__TASK TO COMPLETE__:
Write out the lines of the records below as a numbered list, skipping blank lines. Leave the pictures out of your answer.

Records of pointing to objects in photos:

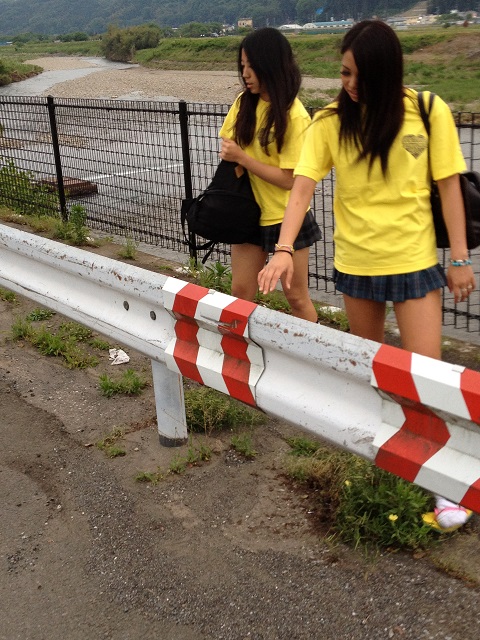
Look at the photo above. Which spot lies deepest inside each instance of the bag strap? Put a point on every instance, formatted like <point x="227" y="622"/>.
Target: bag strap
<point x="423" y="112"/>
<point x="426" y="118"/>
<point x="209" y="245"/>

__RIGHT ANSWER__:
1. Look at the photo above. Which spot lies deepest inside each instance of the bag strap? Put a point on every instance, formatted like <point x="227" y="622"/>.
2. Target: bag strap
3. <point x="423" y="112"/>
4. <point x="426" y="118"/>
5. <point x="209" y="245"/>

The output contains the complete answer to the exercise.